EXCERPTED PASSAGE:
※

Challenges for buyers and sellers
Owners of apartments in tower blocks are now required to have an EWS1 (External Wall Review Form) to prove that a building is safe. This form shows details of the assessments on the construction of the outside wall of residential buildings that are over 18m or buildings with specific concerns.

Buyers are increasingly finding that lenders will not lend money to purchasers if the seller cannot provide an EWS1 form.

It should be completed by someone authorised by the Royal Institution of Chartered Surveyors (RICS), UK Finance and the Building Societies Association.

It is therefore important that any cladding is safe and meets all the new fire regulations so that the form can be obtained without any delay, enabling properties to be sold quickly and without problems.

Fireproof cladding solutions
With plastic no longer an appropriate material for cladding, as it is highly flammable, other materials must be utilised to meet current building regulations on current and future developments.

The following products have all been chosen for their high quality, technological advances, and ability to meet the A1 and A2 fire rating standards.

FOAMGLAS insulation
The FOAMGLAS fixing system provides high thermal performance without adding thickness and is rated A1 for fire safety.

Benefits of FOAMGLAS:
  • A1 fire-rated
  • High-quality materials
  • Minimal maintenance
  • Excellent insulation properties
  • Protection against moisture and damp
  • Made with cellular glass that prevents fire spread and does not produce toxic gases or flaming droplets.

※

TASK: Return the part of the cladding excerpt from "Challenges for buyers" to "and without problems.", copied word for word. The items have nothing to do with this.

※

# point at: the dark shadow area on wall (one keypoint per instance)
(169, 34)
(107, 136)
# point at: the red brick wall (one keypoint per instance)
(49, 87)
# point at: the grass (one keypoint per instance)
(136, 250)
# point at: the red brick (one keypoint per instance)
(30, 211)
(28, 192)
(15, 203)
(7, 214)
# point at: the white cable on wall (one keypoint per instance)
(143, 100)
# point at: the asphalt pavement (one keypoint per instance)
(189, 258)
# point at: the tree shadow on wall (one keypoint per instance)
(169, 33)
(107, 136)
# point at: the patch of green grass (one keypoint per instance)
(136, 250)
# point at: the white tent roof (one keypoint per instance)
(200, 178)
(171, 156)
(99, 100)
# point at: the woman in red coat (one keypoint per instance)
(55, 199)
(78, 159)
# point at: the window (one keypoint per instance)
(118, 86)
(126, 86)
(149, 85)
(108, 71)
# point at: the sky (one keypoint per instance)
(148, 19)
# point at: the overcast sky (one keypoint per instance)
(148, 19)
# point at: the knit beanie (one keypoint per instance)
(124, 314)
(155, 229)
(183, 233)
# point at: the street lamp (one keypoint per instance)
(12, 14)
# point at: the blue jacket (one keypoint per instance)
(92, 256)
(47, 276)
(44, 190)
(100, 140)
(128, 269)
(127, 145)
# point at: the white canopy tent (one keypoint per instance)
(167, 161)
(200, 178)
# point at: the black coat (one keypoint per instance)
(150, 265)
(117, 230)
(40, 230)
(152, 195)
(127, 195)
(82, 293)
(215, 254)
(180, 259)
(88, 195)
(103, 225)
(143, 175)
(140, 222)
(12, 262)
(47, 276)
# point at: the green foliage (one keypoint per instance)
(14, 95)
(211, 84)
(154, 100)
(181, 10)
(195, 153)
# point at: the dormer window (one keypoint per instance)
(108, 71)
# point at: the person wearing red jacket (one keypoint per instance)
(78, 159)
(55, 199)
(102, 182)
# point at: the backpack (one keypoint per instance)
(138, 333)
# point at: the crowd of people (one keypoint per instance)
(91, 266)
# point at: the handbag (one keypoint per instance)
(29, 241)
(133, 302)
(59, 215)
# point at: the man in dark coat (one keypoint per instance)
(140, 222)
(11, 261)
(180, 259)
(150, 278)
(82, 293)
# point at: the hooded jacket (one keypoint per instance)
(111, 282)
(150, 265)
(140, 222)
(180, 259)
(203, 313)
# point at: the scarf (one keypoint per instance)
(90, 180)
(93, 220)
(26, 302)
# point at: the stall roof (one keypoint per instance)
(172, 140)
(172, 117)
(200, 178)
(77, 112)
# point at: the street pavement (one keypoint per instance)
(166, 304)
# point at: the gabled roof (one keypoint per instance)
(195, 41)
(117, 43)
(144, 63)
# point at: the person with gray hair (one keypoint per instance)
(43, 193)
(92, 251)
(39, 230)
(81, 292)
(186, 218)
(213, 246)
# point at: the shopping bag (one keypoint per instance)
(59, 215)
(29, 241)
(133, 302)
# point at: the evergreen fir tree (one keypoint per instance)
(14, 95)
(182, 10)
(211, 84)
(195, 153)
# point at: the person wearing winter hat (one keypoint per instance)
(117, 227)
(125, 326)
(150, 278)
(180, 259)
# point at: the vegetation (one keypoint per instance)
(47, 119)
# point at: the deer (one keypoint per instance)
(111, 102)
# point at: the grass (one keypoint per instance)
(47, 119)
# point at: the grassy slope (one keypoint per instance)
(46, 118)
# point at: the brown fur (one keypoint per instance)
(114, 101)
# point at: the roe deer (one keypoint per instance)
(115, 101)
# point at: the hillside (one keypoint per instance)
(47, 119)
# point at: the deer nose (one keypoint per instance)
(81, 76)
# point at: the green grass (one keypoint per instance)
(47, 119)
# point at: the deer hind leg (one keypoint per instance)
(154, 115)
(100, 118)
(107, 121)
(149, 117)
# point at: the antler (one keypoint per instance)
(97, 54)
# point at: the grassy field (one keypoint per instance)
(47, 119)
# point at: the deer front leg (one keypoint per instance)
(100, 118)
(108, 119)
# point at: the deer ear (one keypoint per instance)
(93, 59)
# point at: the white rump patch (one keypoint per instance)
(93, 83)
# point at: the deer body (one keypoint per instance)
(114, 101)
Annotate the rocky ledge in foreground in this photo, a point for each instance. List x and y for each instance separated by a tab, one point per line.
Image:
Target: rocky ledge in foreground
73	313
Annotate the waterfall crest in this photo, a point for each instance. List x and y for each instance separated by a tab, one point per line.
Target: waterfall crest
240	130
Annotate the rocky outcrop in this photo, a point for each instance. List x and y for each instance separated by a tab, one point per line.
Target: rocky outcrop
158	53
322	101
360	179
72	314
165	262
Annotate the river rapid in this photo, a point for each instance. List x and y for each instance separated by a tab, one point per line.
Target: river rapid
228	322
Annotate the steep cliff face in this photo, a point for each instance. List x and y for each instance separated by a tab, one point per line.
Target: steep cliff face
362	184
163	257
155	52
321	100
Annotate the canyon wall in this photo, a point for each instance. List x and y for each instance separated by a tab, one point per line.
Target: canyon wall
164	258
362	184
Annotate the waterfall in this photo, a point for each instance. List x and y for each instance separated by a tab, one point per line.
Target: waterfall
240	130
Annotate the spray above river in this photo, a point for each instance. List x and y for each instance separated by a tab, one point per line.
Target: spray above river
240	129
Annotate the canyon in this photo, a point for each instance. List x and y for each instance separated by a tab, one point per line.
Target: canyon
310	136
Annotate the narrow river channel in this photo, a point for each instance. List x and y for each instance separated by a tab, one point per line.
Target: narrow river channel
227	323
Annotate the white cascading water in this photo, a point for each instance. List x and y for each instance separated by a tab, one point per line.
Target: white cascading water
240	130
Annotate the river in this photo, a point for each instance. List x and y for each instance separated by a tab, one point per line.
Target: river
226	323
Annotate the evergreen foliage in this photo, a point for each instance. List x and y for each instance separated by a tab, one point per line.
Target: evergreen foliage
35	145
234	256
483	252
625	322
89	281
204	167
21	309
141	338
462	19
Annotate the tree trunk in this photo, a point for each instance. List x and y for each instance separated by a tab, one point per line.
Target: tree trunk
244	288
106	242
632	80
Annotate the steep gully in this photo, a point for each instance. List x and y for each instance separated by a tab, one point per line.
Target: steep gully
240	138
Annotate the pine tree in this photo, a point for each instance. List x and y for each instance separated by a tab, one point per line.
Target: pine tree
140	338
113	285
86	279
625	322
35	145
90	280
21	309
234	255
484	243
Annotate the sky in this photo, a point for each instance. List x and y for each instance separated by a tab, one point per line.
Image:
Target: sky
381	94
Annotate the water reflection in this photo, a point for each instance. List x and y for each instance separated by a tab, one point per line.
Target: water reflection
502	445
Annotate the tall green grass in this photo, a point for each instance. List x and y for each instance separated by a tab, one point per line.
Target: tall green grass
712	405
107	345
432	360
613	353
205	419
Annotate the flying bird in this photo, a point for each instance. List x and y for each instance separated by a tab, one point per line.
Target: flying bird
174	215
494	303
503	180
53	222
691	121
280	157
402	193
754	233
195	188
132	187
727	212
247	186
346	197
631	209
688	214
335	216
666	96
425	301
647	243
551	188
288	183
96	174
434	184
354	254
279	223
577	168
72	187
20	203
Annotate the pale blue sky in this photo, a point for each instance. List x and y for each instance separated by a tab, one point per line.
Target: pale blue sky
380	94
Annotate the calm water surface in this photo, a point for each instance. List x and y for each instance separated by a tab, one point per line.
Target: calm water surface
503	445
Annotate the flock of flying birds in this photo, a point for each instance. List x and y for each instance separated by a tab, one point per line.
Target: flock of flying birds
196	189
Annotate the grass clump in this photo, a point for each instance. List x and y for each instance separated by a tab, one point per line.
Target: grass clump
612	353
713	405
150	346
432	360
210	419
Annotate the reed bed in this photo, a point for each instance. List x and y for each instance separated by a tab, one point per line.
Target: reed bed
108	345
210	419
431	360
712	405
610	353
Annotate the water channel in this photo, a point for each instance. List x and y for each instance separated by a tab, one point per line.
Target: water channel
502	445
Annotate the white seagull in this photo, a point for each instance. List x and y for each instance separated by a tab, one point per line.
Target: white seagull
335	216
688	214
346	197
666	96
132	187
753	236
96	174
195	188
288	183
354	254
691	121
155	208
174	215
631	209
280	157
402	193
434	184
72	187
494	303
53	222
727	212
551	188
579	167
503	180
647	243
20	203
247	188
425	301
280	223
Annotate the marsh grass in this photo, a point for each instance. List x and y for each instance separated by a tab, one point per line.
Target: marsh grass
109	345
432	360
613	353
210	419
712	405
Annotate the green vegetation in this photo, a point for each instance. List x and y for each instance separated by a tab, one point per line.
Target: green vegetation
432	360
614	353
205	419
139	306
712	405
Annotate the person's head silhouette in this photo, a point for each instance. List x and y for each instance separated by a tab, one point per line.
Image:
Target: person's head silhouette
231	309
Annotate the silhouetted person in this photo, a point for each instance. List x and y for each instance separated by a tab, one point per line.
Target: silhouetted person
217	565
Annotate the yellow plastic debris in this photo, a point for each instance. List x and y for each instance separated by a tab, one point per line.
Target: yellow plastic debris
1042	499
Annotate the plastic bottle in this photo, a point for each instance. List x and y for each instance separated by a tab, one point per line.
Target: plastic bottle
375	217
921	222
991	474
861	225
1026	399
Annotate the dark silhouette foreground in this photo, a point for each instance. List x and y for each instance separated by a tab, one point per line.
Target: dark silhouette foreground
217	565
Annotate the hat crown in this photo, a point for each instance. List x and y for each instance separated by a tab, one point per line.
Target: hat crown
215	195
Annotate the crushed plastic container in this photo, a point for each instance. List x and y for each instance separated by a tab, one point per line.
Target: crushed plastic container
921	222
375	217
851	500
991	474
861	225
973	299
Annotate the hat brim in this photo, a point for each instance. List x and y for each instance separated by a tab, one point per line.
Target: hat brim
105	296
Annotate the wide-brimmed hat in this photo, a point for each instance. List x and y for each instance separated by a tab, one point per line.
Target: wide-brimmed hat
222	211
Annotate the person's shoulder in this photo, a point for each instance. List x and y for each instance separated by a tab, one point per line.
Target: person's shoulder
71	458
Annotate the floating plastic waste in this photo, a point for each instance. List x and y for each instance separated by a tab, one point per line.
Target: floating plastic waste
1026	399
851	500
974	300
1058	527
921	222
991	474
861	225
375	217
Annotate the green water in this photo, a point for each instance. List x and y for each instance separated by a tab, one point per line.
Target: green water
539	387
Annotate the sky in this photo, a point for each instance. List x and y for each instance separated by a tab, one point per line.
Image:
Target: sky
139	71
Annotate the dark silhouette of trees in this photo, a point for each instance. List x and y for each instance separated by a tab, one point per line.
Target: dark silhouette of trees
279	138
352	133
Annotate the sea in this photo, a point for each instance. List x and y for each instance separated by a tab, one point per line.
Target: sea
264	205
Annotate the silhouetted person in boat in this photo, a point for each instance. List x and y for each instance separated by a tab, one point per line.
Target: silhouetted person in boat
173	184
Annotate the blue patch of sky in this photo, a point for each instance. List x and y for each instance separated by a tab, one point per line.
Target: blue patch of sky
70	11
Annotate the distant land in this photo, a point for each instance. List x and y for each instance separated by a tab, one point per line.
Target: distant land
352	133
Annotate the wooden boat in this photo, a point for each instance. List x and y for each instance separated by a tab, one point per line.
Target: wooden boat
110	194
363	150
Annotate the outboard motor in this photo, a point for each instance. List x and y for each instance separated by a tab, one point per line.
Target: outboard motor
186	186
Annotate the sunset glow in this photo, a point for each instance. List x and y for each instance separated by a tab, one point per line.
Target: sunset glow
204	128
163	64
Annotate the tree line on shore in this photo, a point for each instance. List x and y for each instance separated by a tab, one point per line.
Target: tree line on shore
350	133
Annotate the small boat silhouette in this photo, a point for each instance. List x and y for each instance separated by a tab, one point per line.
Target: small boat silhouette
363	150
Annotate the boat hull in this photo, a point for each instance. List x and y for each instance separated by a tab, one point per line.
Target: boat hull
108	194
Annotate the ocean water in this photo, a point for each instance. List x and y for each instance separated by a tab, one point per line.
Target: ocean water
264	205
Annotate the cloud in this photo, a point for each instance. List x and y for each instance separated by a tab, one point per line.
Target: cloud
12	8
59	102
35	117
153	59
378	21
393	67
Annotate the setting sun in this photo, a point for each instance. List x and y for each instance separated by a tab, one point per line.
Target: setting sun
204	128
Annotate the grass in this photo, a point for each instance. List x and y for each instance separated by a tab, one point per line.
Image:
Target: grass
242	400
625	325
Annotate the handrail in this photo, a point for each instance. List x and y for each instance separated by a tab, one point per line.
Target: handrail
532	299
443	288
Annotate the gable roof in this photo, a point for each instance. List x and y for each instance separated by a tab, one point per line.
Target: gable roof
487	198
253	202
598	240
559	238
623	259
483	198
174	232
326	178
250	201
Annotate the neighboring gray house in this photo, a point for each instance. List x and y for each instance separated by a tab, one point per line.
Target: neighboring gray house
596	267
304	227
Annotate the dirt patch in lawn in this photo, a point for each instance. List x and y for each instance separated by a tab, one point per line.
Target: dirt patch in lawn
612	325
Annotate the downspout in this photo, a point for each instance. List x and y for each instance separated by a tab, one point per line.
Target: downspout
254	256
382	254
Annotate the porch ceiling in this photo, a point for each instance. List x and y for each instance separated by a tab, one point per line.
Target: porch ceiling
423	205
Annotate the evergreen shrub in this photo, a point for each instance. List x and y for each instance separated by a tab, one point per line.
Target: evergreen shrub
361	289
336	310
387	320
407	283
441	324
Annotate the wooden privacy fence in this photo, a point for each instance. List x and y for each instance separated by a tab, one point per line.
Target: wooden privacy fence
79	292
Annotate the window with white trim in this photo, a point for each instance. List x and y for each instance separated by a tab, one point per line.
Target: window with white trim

※

YOUR RESPONSE:
Challenges for buyers and sellers
Owners of apartments in tower blocks are now required to have an EWS1 (External Wall Review Form) to prove that a building is safe. This form shows details of the assessments on the construction of the outside wall of residential buildings that are over 18m or buildings with specific concerns.

Buyers are increasingly finding that lenders will not lend money to purchasers if the seller cannot provide an EWS1 form.

It should be completed by someone authorised by the Royal Institution of Chartered Surveyors (RICS), UK Finance and the Building Societies Association.

It is therefore important that any cladding is safe and meets all the new fire regulations so that the form can be obtained without any delay, enabling properties to be sold quickly and without problems.